● **Exercises**
(a) Answer these questions using the snow shoveling safety article below:
(i) How long should the indoor warm-up last before shoveling?
(ii) What does professional snow removal typically cost for a full season?
(iii) What should be used to clear a clogged snow blower chute?
(b) For each statement, say whether the snow shoveling safety article below agrees with it, and quote the words from the article that decide it:
(i) Shoveling should be done in 15–20 minute stretches with breaks.
(ii) Heart events injure more people than falls.
(iii) Roof raking from the ground goes beyond the safe DIY limit.
(c) Reproduce the part of the snow shoveling safety article below from "If You Do Shovel: The" to "emergency, full stop." word for word.

Start of Page excerpt

Local Snow Removal

Snow Shoveling Safety: Protecting Your Heart, Back, and Home This Winter

Person in winter clothing shoveling a path — snow shoveling safety tips

Every winter, snow shoveling sends an estimated 11,000+ Americans to emergency rooms — and cardiac events during heavy snowfalls are well documented. Snow shoveling safety isn’t overcautious fine print; it’s the difference between a cleared driveway and a hospital visit. Here’s what the research and common sense agree on.

Why Shoveling Is Harder on the Heart Than It Feels

Shoveling combines vigorous exertion with cold air, which constricts blood vessels and raises blood pressure. Lifting heavy, wet snow can spike heart strain to levels comparable to intense gym exercise — except most shovelers are unwarmed, bundled, and holding their breath as they heave. That combination is why heart attacks cluster after major snowstorms.

Who Should Not Shovel Heavy Snow

Anyone with a history of heart disease, uncontrolled high blood pressure, or a previous cardiac event; smokers and sedentary adults over roughly 45 taking on the season’s first heavy snowfall; and anyone whose doctor has said “avoid strenuous exertion.” For these groups, a snow blower, a helpful neighbor, or a professional service isn’t a luxury — it’s the medically sensible choice. A seasonal contract costs less than most insurance deductibles.

If You Do Shovel: The Safety Rules

Warm up first — five minutes of movement indoors before grabbing the shovel. Push, don’t lift; when you must lift, take small loads, bend at the knees, and never twist-and-throw over your shoulder (that motion writes chiropractor checks). Pace it: shovel in 15–20 minute stretches with breaks, and clear storms in stages rather than attacking 10″ at once. Stay hydrated and skip a heavy meal, cigarettes, or excess caffeine right before. Stop immediately for chest pain or pressure, pain radiating to the arm or jaw, unusual shortness of breath, or lightheadedness — call 911 rather than “walking it off.” This is a sensitive point worth repeating: those symptoms during exertion are an emergency, full stop.

Slip Prevention Around the Home

Falls injure far more people than heart events. De-ice steps and walkways before refreeze (our ice melt guide covers which products work at which temperatures), wear footwear with real traction, keep hands out of pockets for balance, and assume every dark patch of pavement is black ice. Watch overhead too — icicles and roof slides off warm metal roofs are no joke.

Don’t Forget the Less Obvious Hazards

Snow blower injuries: never clear a clogged chute with your hand — even with the engine off, stored tension in the auger can rotate blades. Use the clearing tool. Carbon monoxide: after deep snow, clear furnace exhaust vents, dryer vents, and your car’s tailpipe before starting it. A snow-blocked exhaust can fill a car or home with CO in minutes. Roof load: most roofs handle typical snowfalls fine, but ice dams and 2+ feet of wet accumulation warrant a professional — roof raking from the ground is the safe DIY limit.

The Easiest Safety Measure

Delegate. If any of the risk factors above describe you or someone in your home, the cost of professional snow removal — typically $350–$900 for a full season — buys cleared pavement and zero 6 a.m. exertion in the cold. Winter is easier when the hardest part is someone else’s job.

End of Page excerpt
Start of Recorded information

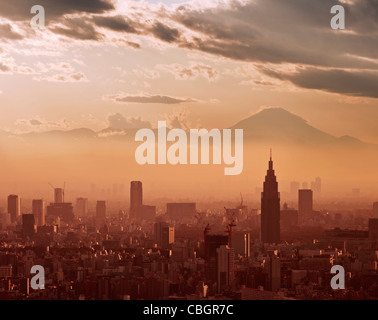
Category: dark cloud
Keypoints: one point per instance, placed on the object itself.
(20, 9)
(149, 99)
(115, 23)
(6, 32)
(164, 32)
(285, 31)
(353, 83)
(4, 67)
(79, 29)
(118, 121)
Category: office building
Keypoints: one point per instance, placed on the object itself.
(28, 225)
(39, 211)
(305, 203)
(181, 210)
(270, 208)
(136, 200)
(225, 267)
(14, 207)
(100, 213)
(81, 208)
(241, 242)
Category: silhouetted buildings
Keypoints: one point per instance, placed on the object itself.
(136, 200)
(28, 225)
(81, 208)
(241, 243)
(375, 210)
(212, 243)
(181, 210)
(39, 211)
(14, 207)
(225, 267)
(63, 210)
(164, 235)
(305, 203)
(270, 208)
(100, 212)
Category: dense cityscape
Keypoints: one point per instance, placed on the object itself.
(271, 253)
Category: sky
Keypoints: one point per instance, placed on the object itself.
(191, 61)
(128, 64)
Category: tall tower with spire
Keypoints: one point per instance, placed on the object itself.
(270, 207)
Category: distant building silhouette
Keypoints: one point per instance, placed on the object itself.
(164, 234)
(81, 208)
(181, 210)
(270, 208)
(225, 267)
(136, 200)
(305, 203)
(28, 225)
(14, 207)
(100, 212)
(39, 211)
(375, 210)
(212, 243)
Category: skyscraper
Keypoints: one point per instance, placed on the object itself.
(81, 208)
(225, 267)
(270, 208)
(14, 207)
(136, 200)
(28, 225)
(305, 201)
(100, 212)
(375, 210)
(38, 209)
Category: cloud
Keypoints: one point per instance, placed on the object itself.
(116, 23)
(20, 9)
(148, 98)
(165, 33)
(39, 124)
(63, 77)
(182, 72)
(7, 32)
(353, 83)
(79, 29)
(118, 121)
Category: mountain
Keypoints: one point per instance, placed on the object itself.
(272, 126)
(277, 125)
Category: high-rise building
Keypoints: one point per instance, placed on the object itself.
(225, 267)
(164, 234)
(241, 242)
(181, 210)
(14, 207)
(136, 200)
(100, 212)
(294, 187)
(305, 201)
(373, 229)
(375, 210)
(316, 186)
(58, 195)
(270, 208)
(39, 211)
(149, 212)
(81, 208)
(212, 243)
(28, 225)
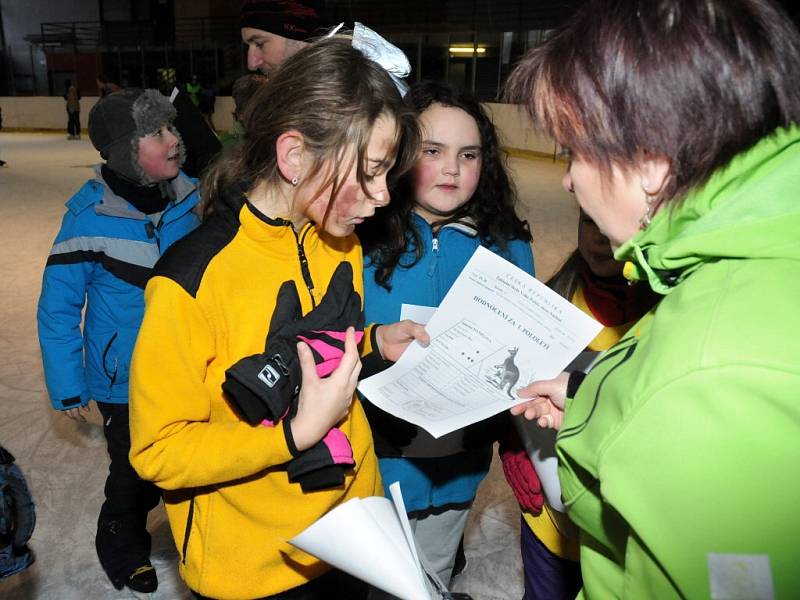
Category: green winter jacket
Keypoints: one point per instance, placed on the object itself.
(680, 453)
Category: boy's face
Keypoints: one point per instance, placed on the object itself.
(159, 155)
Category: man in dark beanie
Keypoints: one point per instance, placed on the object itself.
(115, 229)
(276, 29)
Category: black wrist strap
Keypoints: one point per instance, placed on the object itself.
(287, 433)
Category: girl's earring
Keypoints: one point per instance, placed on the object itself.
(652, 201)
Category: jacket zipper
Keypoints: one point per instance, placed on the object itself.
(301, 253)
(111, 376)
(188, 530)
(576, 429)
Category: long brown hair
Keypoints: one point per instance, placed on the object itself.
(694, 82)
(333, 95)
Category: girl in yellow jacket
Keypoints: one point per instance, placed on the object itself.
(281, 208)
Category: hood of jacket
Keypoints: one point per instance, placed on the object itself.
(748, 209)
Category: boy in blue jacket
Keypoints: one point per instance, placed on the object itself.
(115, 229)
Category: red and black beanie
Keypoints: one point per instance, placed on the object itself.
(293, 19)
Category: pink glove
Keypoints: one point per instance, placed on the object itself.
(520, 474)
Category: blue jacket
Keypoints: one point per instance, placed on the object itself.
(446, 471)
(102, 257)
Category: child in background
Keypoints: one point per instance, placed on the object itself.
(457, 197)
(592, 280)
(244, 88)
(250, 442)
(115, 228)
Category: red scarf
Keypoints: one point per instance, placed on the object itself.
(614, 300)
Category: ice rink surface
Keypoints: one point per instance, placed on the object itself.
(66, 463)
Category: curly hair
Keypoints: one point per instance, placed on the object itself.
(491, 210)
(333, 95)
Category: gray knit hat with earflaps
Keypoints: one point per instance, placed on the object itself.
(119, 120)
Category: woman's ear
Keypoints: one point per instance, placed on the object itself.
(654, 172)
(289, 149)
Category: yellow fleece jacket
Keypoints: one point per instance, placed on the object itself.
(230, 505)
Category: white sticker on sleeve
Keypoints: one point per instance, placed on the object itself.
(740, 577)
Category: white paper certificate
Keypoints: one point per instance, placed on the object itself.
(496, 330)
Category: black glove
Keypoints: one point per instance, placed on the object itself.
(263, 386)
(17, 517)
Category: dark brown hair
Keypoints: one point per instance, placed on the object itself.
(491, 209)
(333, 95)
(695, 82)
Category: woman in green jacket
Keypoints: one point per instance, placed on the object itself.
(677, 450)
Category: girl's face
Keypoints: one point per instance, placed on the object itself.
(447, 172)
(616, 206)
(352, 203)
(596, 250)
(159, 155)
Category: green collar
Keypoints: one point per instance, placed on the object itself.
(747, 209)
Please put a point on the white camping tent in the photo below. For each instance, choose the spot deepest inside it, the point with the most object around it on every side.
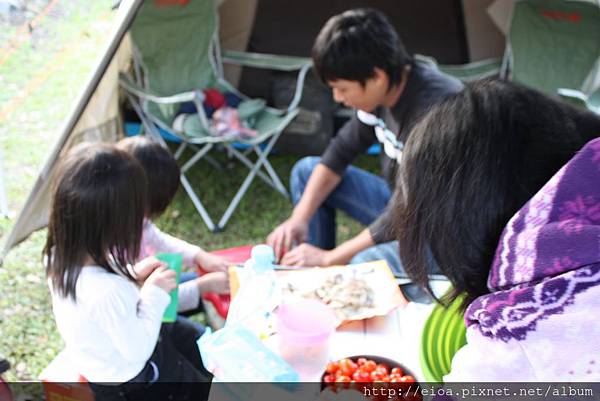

End of Recorded information

● **Problem solutions**
(a)
(i) Five minutes.
(ii) $350–$900.
(iii) The clearing tool.

(b)
(i) Yes: "shovel in 15–20 minute stretches with breaks"
(ii) No: "Falls injure far more people than heart events."
(iii) No: "roof raking from the ground is the safe DIY limit"

(c)
If You Do Shovel: The Safety Rules

Warm up first — five minutes of movement indoors before grabbing the shovel. Push, don’t lift; when you must lift, take small loads, bend at the knees, and never twist-and-throw over your shoulder (that motion writes chiropractor checks). Pace it: shovel in 15–20 minute stretches with breaks, and clear storms in stages rather than attacking 10″ at once. Stay hydrated and skip a heavy meal, cigarettes, or excess caffeine right before. Stop immediately for chest pain or pressure, pain radiating to the arm or jaw, unusual shortness of breath, or lightheadedness — call 911 rather than “walking it off.” This is a sensitive point worth repeating: those symptoms during exertion are an emergency, full stop.